→ **Dataset excerpts on object pointing**:
####
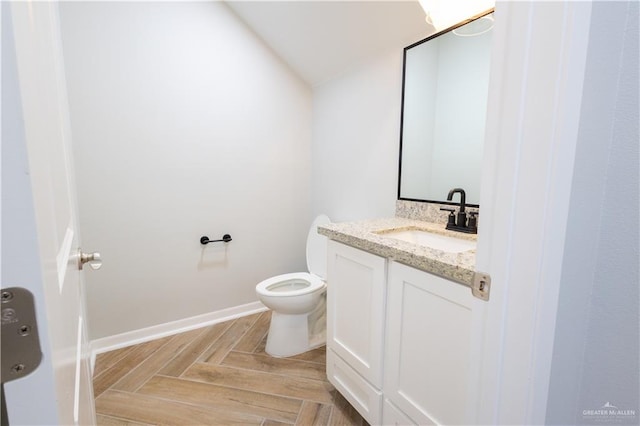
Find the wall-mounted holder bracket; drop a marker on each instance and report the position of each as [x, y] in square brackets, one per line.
[205, 240]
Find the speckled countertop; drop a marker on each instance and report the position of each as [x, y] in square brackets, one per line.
[458, 267]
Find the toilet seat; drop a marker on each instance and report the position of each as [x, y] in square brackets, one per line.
[288, 285]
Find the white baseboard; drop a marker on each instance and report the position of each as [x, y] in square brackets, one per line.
[110, 343]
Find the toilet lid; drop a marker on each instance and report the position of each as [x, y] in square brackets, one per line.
[317, 248]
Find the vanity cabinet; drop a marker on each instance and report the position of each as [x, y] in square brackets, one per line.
[355, 326]
[428, 337]
[398, 339]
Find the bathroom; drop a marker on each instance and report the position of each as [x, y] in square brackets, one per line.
[256, 155]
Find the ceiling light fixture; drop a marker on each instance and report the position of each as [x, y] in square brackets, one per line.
####
→ **Exercise details**:
Reproduce, word for word, only the lines from the one that contains "Find the speckled" through the final line.

→ **Written solution**:
Find the speckled countertop; drop a marker on each instance and report the position of each as [x, y] in square brackets, one per line.
[458, 267]
Find the toilet seat; drop a marker on each instance and report the position of each as [x, y] in square brackets, one per line.
[288, 285]
Find the white baseboard; drop a marker on each instance and report the position of each as [x, y] in square brackets, one per line.
[110, 343]
Find the toilet lid; drop a marker on each instance and report the position of each as [x, y] in square brackets, one per line.
[317, 248]
Find the vanity cabinet; drop a marker on each instance and report the position of each as [x, y] in square brackets, one per line.
[355, 326]
[428, 337]
[398, 339]
Find the bathroom; drop a marker on each instance and report the position of each as [x, y] in square brackets, one per line.
[256, 155]
Find the ceiling light fixture; drop a marker on each instance and report the position of each as [x, y] in square brackets, one per line.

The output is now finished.